======== Given text ========
Former Mets General Manager Steve Phillips once said on ESPN's Baseball Tonight, "There is a saying among general managers. Prospects will get you fired."
Nothing could illustrate that statement more than the L.A. Angels' version of Ryan Leaf— third baseman Brandon Wood.
Alex Rodriguez, Roy Halladay and Carl Crawford.
Just three names that were bandied about as potential trade bait for Brandon Wood (and a few of his fellow underachieving Halo prospect brethren) over the past several years. Names that could have helped the Angels to their second world championship in their 50-year history, at a time when the team was in a far better position to win.
Fans called into Angel Talk and wrote letters to their newspapers begging management to make a move for a big right-handed bat. Ever since the Angels let Troy Glaus go in 2005, power had been the missing ingredient in their lineup.
========
## About this task
Revise the Brandon Wood passage from "Just three names" up to and including "position to win.", changing "bandied about" to "floated".
======== Recorded data ========
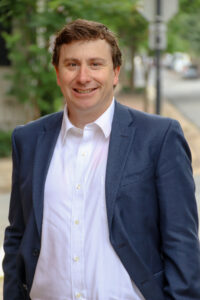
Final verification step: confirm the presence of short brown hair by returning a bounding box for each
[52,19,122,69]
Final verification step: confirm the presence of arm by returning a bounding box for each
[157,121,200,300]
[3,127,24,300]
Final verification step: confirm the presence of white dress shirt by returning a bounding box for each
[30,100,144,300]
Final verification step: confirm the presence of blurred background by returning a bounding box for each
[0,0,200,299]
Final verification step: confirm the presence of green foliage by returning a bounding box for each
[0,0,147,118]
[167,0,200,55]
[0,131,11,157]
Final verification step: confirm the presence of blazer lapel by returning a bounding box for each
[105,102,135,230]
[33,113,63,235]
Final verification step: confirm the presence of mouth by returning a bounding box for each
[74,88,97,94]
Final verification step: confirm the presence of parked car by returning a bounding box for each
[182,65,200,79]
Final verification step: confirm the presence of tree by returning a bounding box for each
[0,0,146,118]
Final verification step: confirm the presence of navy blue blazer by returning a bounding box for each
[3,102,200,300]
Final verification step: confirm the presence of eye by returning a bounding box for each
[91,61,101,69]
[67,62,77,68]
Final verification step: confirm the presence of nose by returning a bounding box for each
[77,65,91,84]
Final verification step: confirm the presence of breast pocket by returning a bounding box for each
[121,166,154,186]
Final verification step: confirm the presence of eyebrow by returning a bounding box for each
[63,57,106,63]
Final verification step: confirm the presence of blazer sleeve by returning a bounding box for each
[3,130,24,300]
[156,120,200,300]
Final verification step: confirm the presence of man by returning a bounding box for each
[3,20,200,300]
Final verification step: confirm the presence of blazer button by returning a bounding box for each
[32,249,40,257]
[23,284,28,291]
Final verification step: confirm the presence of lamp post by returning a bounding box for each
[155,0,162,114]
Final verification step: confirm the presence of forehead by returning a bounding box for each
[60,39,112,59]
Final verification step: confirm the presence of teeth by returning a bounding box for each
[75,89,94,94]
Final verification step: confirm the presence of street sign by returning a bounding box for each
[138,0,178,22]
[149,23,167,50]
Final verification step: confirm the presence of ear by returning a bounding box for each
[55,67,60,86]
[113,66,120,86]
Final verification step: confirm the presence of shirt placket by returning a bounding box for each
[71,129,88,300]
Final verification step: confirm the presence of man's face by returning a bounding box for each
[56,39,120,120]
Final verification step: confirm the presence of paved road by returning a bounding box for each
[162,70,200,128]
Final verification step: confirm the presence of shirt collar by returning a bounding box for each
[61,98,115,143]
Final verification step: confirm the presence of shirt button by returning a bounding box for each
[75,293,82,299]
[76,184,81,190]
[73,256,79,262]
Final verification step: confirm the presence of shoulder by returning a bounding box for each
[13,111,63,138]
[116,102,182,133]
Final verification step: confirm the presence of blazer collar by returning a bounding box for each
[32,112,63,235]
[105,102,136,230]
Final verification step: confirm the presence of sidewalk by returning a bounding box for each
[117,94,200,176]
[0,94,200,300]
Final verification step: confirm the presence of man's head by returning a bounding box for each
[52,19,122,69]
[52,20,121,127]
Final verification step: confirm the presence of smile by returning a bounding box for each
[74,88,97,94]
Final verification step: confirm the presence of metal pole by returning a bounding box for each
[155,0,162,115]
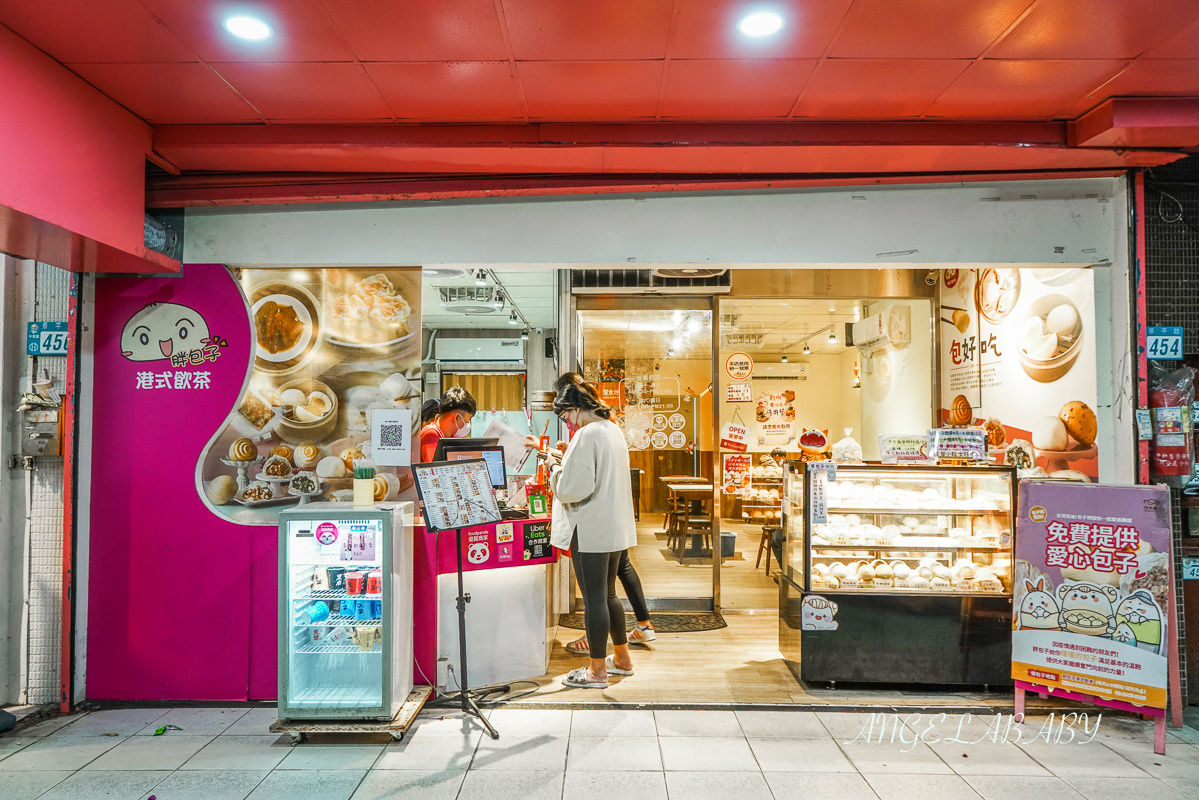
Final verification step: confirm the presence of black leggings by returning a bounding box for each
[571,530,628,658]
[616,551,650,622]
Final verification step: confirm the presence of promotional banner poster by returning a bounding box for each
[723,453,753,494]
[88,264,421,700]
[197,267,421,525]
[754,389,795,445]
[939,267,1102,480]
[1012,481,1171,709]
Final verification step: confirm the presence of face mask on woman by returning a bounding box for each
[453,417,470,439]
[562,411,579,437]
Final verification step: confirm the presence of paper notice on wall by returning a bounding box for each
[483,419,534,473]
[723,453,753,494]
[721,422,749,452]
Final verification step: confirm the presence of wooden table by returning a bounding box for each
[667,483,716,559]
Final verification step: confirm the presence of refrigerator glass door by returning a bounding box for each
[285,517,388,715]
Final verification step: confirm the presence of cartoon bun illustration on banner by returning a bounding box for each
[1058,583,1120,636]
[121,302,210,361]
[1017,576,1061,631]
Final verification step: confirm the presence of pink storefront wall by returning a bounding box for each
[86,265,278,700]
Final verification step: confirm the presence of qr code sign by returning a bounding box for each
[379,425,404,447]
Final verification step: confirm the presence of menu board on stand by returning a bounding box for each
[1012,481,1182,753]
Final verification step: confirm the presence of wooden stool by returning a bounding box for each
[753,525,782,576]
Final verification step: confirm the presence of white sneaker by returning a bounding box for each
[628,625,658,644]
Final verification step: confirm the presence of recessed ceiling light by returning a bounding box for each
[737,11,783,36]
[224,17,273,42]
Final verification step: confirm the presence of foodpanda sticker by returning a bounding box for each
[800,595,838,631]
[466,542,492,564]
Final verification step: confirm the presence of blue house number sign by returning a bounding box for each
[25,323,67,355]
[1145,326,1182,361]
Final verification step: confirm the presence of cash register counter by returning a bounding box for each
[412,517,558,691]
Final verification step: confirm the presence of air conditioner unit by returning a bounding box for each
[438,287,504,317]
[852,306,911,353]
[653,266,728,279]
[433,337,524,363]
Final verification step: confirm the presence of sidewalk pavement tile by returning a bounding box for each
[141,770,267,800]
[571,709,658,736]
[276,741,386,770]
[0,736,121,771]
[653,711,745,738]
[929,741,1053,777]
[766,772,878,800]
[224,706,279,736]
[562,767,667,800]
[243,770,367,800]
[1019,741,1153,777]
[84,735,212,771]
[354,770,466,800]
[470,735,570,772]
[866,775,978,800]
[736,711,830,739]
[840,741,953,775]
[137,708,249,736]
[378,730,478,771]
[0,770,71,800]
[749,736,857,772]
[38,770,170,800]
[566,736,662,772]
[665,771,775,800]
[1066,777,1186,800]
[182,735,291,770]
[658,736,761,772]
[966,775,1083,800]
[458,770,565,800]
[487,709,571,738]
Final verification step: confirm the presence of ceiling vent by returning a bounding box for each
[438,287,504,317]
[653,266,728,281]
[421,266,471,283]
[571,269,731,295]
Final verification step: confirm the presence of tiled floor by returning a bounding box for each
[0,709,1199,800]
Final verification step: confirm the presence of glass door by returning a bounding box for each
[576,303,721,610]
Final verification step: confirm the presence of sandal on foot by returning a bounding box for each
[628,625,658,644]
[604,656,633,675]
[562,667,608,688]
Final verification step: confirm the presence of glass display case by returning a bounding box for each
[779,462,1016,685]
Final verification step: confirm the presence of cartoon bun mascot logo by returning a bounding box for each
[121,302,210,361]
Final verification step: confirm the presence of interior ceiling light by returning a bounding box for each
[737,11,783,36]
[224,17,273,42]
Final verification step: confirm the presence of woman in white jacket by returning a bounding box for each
========
## Solved problem
Just three names that were floated as potential trade bait for Brandon Wood (and a few of his fellow underachieving Halo prospect brethren) over the past several years. Names that could have helped the Angels to their second world championship in their 50-year history, at a time when the team was in a far better position to win.